## Detalles del problema
Di cuántas líneas de las entradas de abajo contienen la palabra "label", teniendo en cuenta mayúsculas y minúsculas. Responde solo con el número.
***
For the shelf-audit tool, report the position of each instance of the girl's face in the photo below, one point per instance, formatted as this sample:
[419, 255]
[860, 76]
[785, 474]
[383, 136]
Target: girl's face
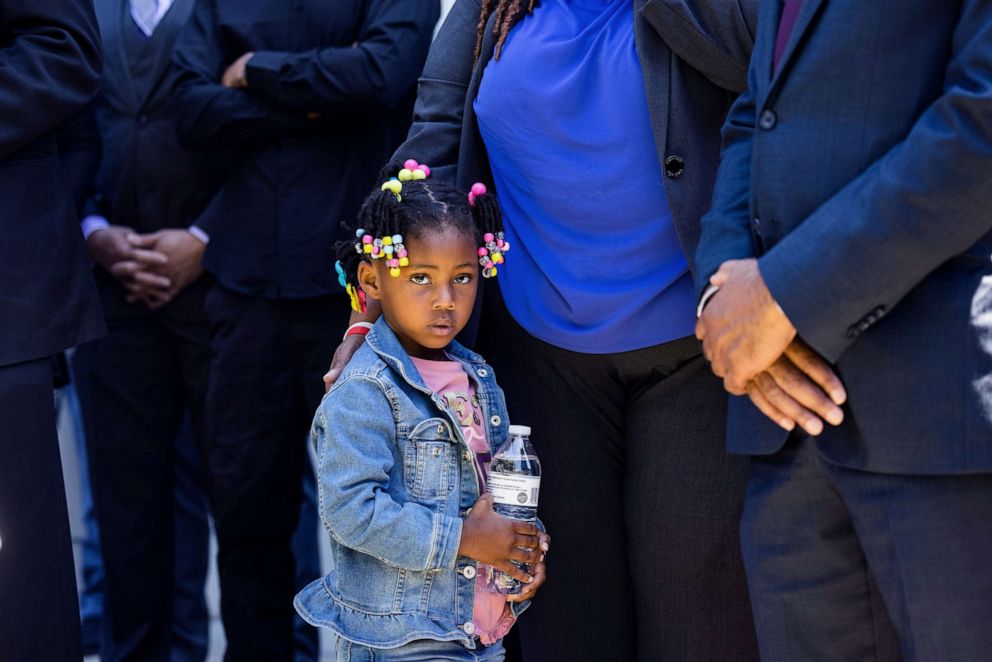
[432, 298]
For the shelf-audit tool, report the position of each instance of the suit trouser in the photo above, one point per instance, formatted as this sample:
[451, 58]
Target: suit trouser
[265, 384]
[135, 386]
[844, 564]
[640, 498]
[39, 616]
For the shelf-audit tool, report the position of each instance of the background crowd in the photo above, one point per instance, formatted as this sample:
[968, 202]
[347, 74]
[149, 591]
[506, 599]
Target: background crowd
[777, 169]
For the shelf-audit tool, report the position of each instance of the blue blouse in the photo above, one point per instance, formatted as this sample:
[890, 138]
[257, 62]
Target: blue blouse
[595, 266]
***
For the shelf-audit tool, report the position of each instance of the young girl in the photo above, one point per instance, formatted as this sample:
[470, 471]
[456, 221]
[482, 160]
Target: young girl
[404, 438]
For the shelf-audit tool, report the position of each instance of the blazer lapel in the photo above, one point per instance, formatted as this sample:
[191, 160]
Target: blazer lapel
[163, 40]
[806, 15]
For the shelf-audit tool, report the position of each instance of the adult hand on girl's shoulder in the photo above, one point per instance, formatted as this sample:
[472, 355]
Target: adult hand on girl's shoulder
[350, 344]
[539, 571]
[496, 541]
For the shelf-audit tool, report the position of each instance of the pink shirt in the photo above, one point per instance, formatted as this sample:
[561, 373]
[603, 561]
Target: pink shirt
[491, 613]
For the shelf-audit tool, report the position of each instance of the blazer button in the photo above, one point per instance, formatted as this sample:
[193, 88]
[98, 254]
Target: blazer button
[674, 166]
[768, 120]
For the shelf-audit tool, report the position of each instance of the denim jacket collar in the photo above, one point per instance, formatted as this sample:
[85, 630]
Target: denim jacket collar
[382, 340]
***
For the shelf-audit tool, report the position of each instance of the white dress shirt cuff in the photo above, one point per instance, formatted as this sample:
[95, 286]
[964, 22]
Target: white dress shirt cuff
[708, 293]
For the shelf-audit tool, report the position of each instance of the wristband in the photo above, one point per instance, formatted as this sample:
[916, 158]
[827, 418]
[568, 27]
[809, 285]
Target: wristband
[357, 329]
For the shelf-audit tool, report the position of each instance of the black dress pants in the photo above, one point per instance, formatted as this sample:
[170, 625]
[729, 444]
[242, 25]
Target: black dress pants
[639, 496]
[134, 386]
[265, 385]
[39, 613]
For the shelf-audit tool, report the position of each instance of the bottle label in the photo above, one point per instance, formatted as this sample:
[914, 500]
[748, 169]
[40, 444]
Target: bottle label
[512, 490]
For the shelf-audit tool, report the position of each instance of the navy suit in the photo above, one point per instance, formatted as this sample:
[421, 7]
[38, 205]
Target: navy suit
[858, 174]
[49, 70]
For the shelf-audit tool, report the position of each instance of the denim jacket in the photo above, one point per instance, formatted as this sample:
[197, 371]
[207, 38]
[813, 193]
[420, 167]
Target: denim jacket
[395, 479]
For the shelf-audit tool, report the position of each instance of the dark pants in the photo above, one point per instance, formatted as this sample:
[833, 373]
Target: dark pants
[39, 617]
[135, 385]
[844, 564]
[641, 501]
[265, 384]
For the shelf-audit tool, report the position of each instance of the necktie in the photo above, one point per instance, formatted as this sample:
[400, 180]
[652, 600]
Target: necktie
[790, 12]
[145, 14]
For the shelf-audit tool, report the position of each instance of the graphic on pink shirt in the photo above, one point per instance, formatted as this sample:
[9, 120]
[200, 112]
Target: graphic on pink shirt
***
## Salida esperada
2